• [Page text]:
Start of Block

For Lagos Kunga, It Takes a Village.
Juergen Klinsmann, newly appointed U.S. National Team Coach on player development in the United States has said: “This is the only country in the world that has the pyramid upside down. You PAY for having your kid play soccer.” Because your goal is not to have your kid become a professional soccer player, your goal is that your kid gets a scholarship in college, which is complete opposite rest of the world.” Klinsmann is asserting that in addition to the emphasis on education and the college game in the US, soccer is a rich kid sport, while in the rest of the world it’s a poor kid sport.
Klinsmann continues, “We all [came] out of moderate families and fought our way through … so we need to keep this hunger throughout our life. I compare it to basketball here, because I look at these guys and they are coming from inner cities. So we need to find ways to connect, however that could be, to connect with Hispanics, to connect with everybody in the soccer environment in the U.S., and to get kids who are really hungry…”
Twelve year old Lagos Kunga and others like him are perfect examples of the awesome talent that has been overlooked in the past years of U.S. youth development. For Kunga, this is no longer true.
Decatur/DeKalb YMCA is a soccer club featuring the DDY Wolves. What makes this club so special is that 30% of its participants are on scholarship as part of the YMCA’s mission that anyone who wants to play, will play. Of that 30%, one half receives full scholarships.

End of Block

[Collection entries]
Start of Block

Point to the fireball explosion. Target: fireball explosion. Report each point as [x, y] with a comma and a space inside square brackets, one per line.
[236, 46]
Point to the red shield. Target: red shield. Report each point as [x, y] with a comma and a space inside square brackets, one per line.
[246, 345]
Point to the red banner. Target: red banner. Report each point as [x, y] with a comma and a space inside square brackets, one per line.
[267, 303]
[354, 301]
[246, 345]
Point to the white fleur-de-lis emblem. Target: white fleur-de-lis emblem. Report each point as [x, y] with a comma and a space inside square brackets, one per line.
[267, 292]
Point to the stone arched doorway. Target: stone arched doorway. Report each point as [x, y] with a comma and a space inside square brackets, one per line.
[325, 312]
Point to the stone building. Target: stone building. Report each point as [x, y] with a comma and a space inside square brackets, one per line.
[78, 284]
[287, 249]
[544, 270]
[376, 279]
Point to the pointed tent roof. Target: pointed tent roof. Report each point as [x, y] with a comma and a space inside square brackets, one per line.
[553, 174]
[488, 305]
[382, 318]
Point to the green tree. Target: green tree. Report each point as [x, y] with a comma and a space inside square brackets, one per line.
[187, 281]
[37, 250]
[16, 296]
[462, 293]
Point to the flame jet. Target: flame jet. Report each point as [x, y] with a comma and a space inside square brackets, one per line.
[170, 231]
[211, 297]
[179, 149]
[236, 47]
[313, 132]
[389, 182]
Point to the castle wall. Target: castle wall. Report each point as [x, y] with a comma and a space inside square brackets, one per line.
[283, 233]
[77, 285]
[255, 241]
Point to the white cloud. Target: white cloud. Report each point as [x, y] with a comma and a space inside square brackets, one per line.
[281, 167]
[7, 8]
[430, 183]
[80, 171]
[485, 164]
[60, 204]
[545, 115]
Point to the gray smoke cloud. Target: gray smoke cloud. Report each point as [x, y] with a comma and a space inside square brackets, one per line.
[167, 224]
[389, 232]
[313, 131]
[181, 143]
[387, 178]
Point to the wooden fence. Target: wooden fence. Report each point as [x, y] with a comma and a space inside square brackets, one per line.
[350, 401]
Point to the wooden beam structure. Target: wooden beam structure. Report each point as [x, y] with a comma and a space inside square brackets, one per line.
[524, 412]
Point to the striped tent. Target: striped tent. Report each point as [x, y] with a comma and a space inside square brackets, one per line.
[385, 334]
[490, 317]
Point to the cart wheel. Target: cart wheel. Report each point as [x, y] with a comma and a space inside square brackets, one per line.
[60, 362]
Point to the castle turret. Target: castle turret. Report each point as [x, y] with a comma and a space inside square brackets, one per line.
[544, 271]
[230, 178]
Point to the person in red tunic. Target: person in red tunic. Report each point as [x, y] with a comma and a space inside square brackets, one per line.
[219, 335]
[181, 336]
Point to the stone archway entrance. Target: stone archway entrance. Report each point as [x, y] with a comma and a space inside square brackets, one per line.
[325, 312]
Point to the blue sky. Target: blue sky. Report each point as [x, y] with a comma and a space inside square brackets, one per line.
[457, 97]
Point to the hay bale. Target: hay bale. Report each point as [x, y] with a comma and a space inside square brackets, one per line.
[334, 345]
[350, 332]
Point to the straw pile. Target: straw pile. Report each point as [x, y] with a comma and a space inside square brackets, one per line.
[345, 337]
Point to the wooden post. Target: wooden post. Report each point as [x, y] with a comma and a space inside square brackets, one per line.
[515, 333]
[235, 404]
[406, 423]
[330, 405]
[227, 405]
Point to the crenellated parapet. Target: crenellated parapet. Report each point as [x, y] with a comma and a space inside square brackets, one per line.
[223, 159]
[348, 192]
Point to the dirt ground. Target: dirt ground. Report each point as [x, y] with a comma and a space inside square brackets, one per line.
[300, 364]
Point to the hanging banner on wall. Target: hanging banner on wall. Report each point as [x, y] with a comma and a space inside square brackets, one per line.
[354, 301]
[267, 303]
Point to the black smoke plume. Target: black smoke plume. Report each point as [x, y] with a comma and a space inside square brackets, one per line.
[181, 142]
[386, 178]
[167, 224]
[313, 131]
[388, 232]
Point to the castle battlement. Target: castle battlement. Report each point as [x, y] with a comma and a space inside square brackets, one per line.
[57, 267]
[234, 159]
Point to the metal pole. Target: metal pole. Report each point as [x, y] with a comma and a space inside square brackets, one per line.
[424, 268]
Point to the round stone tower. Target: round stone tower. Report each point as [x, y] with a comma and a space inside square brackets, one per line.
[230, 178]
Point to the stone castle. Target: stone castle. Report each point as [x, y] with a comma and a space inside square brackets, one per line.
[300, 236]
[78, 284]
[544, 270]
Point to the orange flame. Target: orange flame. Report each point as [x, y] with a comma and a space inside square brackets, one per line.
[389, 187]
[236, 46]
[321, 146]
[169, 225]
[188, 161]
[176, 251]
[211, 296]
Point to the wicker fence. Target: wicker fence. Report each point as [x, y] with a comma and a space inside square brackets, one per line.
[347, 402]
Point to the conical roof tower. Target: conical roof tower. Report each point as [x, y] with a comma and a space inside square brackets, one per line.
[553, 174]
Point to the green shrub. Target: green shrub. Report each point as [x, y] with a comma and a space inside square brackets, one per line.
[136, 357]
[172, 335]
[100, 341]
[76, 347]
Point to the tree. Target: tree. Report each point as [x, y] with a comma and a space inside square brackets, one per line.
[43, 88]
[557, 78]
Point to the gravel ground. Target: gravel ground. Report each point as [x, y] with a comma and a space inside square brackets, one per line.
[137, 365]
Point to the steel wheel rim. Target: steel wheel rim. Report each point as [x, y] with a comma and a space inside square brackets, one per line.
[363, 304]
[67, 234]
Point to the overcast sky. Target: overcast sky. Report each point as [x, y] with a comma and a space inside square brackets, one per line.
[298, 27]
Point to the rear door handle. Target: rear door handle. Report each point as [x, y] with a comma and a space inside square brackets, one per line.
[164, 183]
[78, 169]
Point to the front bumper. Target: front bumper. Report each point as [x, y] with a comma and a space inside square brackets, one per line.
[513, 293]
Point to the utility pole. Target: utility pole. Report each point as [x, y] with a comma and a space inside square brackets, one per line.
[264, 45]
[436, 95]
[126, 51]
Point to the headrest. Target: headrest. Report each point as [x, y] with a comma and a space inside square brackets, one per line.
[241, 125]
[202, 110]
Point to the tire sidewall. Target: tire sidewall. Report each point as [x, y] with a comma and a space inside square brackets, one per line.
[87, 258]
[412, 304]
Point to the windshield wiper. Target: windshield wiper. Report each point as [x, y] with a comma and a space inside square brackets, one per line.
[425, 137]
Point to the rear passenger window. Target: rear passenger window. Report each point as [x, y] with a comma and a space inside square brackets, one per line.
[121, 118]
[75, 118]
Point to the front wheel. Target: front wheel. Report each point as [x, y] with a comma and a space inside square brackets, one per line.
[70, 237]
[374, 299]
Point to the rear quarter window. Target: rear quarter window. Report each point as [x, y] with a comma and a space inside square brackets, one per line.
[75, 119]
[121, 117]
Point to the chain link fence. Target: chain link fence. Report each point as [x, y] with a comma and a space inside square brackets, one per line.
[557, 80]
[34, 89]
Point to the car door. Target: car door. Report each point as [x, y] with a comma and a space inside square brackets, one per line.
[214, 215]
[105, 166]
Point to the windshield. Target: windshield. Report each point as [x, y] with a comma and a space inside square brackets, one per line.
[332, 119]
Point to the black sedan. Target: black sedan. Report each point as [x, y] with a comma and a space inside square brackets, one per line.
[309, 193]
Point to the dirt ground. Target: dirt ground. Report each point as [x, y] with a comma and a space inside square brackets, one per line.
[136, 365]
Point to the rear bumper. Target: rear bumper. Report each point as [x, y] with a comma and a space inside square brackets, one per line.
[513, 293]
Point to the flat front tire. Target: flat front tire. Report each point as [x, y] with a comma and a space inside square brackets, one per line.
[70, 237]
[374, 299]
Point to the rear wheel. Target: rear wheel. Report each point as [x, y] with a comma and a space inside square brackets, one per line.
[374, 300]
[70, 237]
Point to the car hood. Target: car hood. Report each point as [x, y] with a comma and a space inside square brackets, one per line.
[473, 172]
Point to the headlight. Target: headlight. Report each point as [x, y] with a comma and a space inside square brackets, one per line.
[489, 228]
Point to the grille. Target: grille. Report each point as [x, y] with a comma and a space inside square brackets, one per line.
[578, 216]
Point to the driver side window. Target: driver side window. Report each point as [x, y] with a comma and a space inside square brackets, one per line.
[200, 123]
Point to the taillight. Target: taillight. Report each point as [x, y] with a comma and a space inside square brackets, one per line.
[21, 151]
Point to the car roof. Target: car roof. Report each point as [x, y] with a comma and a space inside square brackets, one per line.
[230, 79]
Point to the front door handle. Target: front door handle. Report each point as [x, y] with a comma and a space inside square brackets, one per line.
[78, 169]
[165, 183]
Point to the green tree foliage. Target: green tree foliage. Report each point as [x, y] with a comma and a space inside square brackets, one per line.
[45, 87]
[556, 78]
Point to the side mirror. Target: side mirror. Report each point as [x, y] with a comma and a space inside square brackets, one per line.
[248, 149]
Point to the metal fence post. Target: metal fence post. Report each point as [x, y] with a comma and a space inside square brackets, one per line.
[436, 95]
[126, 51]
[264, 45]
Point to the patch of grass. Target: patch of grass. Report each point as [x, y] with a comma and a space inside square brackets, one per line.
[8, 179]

End of Block
Start of Block

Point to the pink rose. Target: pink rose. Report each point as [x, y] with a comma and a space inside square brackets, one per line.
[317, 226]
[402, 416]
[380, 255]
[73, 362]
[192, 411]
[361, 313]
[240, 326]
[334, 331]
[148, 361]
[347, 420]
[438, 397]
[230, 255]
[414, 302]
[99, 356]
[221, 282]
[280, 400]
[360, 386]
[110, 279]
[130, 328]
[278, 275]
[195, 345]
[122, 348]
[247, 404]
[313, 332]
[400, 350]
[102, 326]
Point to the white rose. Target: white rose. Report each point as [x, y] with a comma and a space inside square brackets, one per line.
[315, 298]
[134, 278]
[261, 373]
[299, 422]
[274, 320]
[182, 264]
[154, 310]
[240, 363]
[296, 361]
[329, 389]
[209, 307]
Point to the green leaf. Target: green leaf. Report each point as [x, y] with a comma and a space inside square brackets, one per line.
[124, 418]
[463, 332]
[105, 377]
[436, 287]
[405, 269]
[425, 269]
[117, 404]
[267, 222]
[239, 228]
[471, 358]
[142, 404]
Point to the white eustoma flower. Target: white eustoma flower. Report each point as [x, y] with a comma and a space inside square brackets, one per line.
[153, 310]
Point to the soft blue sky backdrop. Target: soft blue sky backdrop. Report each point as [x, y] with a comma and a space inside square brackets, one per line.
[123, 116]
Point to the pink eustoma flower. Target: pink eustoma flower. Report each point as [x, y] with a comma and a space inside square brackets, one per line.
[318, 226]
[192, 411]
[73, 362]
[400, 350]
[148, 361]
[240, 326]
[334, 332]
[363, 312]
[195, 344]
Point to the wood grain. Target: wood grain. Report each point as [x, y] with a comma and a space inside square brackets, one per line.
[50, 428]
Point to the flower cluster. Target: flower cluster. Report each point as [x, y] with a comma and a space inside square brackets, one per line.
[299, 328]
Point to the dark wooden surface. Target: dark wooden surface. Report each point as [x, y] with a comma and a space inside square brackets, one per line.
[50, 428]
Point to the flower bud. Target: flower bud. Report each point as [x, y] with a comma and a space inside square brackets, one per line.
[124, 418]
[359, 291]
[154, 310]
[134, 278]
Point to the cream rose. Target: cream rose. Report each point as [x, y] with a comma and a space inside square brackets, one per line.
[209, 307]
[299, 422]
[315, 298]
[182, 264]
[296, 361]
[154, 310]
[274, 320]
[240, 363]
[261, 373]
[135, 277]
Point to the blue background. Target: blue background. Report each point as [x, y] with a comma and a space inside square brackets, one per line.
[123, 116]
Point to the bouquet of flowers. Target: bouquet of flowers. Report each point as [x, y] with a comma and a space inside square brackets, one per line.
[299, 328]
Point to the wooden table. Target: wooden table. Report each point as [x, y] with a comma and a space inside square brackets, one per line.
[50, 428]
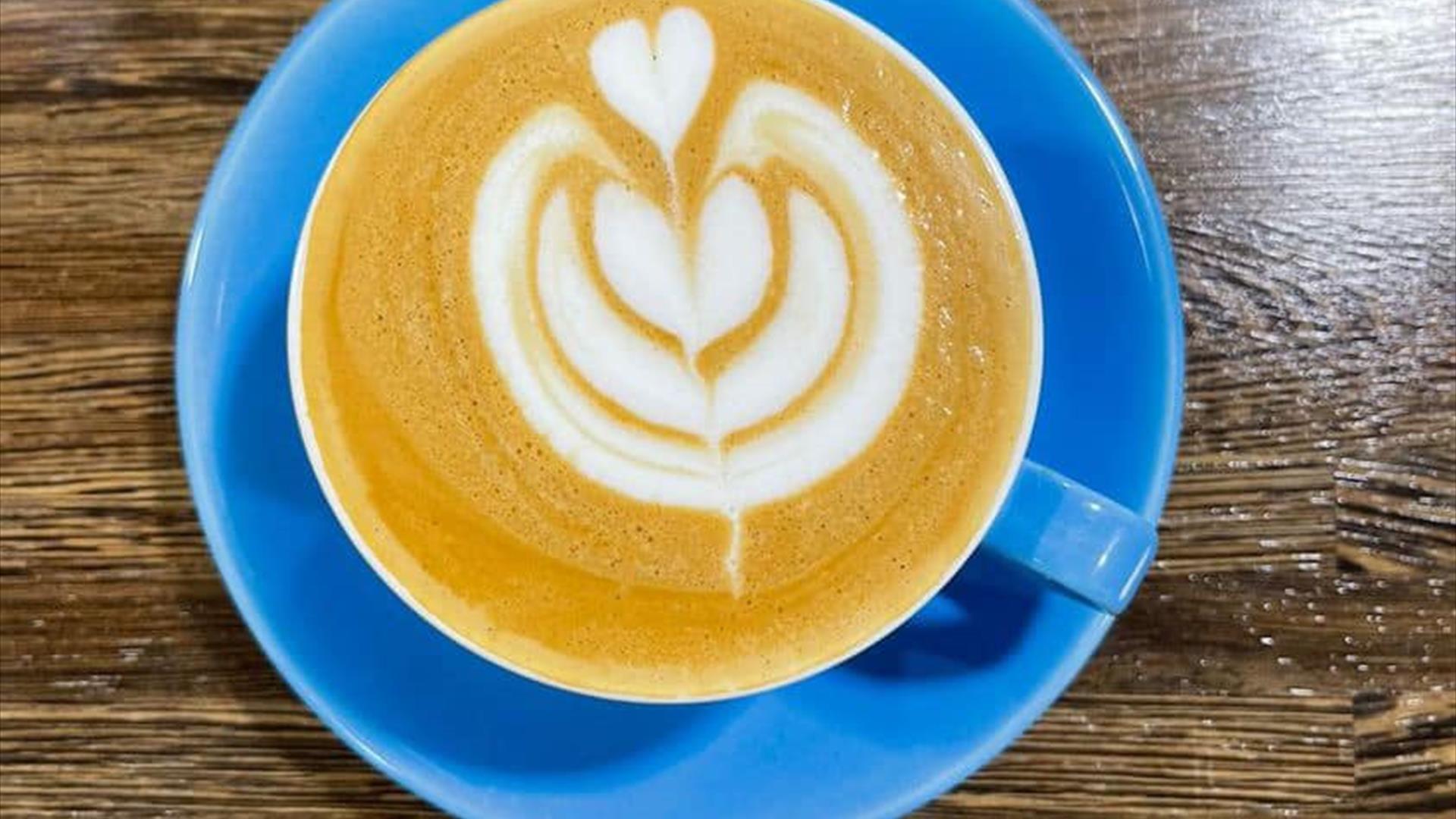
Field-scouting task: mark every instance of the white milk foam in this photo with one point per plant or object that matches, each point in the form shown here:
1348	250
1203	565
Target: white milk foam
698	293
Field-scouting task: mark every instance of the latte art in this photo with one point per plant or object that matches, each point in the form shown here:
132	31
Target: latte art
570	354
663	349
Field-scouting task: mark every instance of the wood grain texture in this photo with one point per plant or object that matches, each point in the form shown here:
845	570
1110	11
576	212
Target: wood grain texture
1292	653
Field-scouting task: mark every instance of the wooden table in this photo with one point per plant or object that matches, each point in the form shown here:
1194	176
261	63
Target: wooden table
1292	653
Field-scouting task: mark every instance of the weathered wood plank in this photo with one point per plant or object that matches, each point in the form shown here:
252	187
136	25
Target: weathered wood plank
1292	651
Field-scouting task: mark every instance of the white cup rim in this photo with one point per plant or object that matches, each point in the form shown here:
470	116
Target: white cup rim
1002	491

End of Block

• [Assignment]: Continue the article about Lagos Kunga and youth soccer, starting after its last sentence.

• [Task result]:
This is due in part to a nearby community of refugees in the Clarkston area who are living with huge financial challenges, and with gang and drug activity being a grave reality. Kids like Lagos Kunga who choose to play through the International Community School in Clarkston have little or no resources. No shoes, no equipment. Balls, shinguards and uniforms are supplied by DDY. Registration fees are “comped” or drastically reduced. The recreational level teams formed at the International Community School are integrated into the DDY leagues.
From there, opportunities are available for select and elite programs through DDY. For each age group there are a significant number of talented kids on each team with little or no resources. It’s in cases like these that an unofficial “Soccer Village” or support team has organically responded. Coaches and teammate parents front funds for kids who need assistance. Buses pick up kids for practices, and team parents make arrangements to deliver kids from areas that buses don’t reach. Parents pool funds for the kids who can’t buy shoes. They toss an extra pair of socks in their cart or bring a pre-game meal. Coaches too, make a huge difference. Schools know that refugee parents are working, often at menial jobs with long and abnormal hours, and further, need the help of translators to communicate. In Clarkston, if teachers have challenges at school with a player, it’s the coaches they call. Coaches and team parents provide guidance and tutoring.
Kids are held accountable. They must stay in school and attendance and passing grades are part of showing they are responsible enough to play beyond the recreational level. With financial needs, kids with select/elite abilities must prove their resourcefulness (to arrange rides), punctuality and consistency in dedication. They can’t lose their jersey, be truant from school, or have behavior issues.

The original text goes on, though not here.